WHAT TO WORK ON ::
Turn the entries from the line with "I need to find the gravel" to the line with "top-left (276, 114), bottom-right (287, 120)", both included, into a Markdown table with the columns Row and Line. Leave out blank lines.

DATASET ::
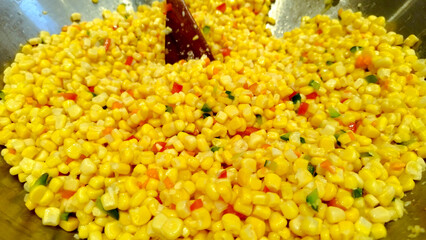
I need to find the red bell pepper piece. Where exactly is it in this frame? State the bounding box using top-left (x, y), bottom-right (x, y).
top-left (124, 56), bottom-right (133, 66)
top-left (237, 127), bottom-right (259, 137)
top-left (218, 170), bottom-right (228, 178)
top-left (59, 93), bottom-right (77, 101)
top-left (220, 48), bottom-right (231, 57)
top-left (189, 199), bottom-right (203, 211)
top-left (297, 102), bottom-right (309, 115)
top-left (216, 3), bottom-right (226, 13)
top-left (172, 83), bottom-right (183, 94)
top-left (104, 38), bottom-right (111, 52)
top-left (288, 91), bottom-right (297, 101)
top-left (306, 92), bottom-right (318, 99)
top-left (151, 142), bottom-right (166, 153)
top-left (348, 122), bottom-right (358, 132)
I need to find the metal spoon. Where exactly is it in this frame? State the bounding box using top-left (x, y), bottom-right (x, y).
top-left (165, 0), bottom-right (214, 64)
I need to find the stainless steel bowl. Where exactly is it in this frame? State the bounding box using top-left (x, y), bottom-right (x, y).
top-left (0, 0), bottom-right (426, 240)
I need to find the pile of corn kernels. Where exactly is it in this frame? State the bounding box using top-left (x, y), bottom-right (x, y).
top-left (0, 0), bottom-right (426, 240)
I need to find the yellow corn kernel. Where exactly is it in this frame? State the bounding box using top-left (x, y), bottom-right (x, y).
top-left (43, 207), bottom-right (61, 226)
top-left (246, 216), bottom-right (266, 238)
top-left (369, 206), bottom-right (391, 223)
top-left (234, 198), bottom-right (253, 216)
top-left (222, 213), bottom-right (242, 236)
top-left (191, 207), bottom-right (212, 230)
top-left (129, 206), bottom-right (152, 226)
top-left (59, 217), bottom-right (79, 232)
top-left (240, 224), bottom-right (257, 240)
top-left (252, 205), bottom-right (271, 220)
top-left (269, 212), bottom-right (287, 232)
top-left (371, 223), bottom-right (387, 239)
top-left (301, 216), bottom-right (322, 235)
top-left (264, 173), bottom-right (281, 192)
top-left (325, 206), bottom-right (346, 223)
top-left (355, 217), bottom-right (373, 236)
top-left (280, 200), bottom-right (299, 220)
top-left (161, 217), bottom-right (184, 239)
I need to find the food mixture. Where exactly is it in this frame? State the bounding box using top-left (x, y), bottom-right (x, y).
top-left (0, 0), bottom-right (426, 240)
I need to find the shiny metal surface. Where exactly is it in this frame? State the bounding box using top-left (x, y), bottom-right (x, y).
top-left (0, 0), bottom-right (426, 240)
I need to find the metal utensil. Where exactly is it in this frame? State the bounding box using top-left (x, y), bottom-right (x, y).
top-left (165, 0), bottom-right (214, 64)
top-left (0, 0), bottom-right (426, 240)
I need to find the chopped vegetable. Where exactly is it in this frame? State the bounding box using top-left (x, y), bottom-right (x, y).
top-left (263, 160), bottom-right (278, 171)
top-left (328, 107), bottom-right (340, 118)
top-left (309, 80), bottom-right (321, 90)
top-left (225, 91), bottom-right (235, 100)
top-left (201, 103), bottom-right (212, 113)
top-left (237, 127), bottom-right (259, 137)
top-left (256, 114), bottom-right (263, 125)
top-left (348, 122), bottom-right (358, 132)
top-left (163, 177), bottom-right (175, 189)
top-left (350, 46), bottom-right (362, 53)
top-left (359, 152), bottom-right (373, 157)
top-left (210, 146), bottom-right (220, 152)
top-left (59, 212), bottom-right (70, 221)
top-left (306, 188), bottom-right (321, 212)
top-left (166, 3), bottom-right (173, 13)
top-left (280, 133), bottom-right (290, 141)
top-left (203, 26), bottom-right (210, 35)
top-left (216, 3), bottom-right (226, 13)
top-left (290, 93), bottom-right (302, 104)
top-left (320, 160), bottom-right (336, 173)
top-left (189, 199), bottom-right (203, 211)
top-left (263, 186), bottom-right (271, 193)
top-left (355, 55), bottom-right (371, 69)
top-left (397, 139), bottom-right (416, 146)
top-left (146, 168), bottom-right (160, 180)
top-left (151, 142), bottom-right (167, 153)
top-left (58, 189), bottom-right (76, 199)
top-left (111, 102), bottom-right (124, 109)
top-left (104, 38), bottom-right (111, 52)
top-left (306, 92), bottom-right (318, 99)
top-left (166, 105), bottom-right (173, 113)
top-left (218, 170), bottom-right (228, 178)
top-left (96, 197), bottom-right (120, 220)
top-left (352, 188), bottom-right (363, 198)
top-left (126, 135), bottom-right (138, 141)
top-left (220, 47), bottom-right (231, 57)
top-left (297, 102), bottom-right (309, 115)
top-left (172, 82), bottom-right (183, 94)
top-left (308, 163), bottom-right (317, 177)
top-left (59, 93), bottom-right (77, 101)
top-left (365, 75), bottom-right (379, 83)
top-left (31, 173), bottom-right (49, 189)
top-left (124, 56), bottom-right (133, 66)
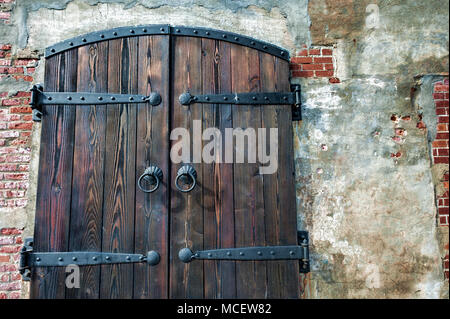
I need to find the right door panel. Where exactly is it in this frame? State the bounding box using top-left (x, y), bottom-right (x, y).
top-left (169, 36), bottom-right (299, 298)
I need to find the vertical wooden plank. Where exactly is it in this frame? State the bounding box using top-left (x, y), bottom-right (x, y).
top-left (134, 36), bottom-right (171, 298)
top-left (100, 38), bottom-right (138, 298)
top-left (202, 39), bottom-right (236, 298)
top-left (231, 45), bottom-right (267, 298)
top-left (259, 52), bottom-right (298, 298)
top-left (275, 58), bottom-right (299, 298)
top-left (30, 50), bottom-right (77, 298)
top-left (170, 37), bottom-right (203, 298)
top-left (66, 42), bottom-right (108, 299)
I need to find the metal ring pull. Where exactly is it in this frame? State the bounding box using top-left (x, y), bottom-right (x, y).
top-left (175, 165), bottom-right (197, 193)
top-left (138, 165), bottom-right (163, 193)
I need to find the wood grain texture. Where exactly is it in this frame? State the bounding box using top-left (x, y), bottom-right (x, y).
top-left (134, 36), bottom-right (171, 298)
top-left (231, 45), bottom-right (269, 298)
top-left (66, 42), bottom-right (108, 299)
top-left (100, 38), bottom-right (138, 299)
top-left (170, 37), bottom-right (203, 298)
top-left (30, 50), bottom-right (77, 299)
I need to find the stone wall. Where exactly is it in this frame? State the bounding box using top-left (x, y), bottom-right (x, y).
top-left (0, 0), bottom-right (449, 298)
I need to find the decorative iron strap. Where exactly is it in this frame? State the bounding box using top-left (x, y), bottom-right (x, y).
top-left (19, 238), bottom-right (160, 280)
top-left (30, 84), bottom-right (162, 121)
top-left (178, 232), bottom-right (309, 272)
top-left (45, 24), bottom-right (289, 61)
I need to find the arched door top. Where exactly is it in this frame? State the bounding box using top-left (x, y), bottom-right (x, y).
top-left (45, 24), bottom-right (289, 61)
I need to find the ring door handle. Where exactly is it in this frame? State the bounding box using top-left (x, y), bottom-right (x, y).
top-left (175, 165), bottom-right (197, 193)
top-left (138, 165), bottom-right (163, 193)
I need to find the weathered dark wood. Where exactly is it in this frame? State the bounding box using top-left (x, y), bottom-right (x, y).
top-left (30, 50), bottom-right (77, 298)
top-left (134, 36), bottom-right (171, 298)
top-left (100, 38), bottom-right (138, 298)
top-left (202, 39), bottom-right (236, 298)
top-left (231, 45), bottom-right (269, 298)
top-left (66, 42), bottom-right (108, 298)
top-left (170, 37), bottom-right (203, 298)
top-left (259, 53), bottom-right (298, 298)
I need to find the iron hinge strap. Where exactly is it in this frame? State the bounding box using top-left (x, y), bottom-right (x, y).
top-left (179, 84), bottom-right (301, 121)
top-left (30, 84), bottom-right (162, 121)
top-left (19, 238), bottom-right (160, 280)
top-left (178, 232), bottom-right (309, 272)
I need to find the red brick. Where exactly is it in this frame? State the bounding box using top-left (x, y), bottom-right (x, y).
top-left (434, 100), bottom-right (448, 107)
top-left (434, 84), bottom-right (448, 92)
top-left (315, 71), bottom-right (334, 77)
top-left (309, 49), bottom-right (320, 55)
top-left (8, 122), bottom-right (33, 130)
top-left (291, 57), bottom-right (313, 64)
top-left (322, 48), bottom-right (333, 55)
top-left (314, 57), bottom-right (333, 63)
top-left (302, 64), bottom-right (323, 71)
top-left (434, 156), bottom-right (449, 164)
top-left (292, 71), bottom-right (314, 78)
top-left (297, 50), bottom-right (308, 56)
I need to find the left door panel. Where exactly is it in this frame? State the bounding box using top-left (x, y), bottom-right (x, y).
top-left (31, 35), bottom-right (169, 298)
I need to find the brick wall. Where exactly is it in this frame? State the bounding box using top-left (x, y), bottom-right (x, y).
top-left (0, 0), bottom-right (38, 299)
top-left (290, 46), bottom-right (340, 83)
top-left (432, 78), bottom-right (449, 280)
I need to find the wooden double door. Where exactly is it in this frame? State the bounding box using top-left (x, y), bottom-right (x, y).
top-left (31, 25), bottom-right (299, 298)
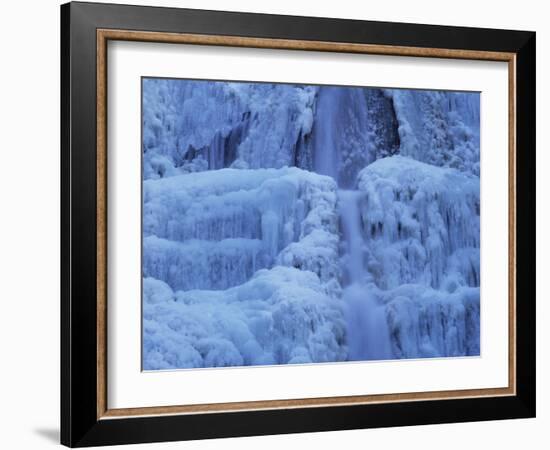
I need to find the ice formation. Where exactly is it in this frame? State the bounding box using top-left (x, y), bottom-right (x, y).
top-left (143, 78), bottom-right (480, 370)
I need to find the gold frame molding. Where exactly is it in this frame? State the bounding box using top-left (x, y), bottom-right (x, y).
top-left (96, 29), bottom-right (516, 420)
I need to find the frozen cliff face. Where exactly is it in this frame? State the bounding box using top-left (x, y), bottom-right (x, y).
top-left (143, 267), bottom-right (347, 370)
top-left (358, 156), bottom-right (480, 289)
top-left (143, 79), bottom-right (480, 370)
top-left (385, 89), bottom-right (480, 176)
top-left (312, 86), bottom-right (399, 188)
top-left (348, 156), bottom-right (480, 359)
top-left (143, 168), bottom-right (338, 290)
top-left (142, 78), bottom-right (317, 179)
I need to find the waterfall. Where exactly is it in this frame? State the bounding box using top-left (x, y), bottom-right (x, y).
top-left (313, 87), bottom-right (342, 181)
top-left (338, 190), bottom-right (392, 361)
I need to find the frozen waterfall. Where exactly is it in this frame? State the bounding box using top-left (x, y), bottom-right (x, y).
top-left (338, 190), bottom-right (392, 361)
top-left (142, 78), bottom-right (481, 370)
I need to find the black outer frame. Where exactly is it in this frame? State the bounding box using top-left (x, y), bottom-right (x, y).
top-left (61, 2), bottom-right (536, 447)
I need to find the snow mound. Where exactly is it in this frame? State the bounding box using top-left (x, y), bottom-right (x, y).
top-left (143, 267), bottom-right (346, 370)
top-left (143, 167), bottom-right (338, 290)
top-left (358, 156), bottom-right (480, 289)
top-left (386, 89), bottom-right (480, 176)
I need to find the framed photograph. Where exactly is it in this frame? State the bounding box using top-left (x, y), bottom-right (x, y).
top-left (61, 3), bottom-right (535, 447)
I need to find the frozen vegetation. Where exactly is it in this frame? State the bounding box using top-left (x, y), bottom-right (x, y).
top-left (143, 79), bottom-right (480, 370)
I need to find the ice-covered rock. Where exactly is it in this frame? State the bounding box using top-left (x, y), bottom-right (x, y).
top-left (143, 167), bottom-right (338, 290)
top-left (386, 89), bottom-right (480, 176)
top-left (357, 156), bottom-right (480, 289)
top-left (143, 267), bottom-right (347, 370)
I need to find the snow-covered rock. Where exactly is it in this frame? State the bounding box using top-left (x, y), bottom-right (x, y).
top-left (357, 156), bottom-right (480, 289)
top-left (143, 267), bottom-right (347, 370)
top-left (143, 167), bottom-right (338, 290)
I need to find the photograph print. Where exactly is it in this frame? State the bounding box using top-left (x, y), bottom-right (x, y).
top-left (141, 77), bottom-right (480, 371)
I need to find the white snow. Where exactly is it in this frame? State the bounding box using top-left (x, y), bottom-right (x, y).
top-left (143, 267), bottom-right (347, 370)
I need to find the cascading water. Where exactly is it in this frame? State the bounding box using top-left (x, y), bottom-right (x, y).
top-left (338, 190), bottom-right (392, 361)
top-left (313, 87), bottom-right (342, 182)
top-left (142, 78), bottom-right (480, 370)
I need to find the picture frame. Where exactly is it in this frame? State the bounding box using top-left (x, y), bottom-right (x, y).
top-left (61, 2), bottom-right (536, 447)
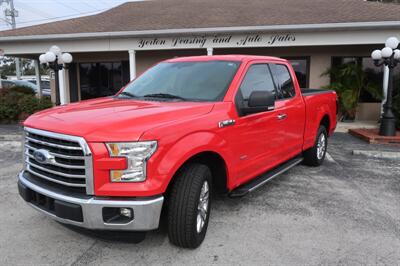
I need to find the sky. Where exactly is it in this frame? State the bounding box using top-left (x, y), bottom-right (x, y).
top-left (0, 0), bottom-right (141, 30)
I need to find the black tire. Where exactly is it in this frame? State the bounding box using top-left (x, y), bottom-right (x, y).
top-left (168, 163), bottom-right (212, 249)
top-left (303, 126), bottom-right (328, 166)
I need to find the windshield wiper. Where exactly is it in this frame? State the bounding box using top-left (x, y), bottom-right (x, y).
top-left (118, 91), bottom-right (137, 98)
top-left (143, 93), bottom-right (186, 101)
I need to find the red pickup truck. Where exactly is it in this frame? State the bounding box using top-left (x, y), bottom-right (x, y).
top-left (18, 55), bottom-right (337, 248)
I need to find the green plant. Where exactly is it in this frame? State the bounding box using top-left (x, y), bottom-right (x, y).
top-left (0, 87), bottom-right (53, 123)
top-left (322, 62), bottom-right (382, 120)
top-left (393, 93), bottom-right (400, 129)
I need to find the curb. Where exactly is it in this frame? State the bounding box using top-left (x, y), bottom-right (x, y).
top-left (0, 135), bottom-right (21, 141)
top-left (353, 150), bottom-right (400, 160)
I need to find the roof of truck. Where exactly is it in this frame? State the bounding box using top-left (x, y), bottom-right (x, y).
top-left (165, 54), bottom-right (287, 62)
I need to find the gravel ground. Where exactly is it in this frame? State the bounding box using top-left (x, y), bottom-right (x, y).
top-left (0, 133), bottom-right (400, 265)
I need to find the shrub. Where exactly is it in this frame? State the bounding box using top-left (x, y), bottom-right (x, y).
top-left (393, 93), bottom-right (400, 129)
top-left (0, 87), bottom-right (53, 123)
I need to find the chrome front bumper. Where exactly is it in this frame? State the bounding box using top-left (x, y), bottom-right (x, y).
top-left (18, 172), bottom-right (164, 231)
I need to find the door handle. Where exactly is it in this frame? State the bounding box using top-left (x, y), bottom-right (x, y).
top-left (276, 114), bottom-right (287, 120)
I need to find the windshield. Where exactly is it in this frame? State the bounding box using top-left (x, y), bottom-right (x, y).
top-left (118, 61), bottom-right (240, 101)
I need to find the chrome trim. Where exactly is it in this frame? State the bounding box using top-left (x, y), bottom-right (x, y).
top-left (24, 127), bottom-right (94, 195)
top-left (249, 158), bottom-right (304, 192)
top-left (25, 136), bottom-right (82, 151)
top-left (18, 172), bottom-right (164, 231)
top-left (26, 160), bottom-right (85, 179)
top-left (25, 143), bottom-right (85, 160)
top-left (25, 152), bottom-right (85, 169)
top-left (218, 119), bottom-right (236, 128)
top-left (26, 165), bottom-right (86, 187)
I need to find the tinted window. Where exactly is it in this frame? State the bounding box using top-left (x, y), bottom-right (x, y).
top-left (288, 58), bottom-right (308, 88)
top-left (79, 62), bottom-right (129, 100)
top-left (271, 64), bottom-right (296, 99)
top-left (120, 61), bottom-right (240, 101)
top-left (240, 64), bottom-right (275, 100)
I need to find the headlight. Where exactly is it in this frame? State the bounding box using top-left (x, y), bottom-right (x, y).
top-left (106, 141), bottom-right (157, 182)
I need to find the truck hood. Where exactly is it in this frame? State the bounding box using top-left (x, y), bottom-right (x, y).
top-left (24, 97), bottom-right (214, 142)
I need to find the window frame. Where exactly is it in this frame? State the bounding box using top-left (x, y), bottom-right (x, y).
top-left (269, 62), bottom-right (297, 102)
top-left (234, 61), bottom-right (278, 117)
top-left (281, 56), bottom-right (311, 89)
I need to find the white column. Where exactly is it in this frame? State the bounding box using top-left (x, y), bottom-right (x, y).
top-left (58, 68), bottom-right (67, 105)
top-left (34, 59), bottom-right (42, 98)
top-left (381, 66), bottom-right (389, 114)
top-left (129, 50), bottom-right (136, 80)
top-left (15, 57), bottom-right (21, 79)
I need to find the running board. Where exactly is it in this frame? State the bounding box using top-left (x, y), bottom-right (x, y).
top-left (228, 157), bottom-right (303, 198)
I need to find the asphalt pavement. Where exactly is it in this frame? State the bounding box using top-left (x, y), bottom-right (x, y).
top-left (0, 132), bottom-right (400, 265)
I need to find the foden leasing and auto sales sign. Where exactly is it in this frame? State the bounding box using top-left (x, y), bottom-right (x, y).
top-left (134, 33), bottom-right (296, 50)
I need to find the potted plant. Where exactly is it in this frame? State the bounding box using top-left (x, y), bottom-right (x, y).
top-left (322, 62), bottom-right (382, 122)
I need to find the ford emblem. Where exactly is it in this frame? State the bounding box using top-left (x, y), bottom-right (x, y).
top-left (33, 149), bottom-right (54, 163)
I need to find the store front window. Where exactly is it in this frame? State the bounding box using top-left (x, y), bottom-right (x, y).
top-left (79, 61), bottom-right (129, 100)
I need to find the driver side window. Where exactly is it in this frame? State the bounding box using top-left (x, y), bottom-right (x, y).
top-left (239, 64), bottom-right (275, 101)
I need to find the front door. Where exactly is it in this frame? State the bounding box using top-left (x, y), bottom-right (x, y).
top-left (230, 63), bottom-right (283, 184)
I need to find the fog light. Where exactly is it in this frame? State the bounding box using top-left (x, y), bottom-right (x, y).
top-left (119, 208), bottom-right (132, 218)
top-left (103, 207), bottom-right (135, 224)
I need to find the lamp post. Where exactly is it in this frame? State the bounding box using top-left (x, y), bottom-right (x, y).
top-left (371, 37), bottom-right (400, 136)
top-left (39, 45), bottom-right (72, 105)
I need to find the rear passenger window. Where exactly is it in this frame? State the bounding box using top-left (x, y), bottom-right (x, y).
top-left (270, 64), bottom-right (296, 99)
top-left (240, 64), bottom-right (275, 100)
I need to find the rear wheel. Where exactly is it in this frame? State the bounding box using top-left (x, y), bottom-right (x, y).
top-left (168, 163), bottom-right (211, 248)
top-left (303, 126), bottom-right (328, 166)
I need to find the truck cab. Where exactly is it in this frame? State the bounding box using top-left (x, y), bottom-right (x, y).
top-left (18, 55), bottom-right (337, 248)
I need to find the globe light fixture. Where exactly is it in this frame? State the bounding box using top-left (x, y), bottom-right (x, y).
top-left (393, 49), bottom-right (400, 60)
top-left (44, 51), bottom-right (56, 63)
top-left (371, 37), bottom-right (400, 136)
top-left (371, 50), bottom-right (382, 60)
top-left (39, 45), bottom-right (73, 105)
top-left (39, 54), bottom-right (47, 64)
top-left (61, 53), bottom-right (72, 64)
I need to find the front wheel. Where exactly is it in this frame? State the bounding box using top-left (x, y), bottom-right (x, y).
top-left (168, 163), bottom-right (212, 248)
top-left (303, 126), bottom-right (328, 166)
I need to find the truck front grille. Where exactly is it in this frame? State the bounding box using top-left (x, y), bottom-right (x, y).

REPLY ::
| Row | Line |
|---|---|
| 1 | I need to find the gravel ground. Where exactly is it in this frame? State the bounding box using top-left (x, y), bottom-right (x, y). |
| 2 | top-left (0, 133), bottom-right (400, 265) |
| 3 | I need to find the shrub. Where exactly is it in this frame? State the bounding box using top-left (x, y), bottom-right (x, y). |
| 4 | top-left (393, 93), bottom-right (400, 129) |
| 5 | top-left (0, 87), bottom-right (53, 123) |
| 6 | I need to find the chrome front bumper. Where exactly is it in this frame? State the bounding box using top-left (x, y), bottom-right (x, y). |
| 7 | top-left (18, 172), bottom-right (164, 231) |
| 8 | I need to find the door handle. Where exactly is it in this frame? State the bounding box using top-left (x, y), bottom-right (x, y). |
| 9 | top-left (276, 114), bottom-right (287, 120) |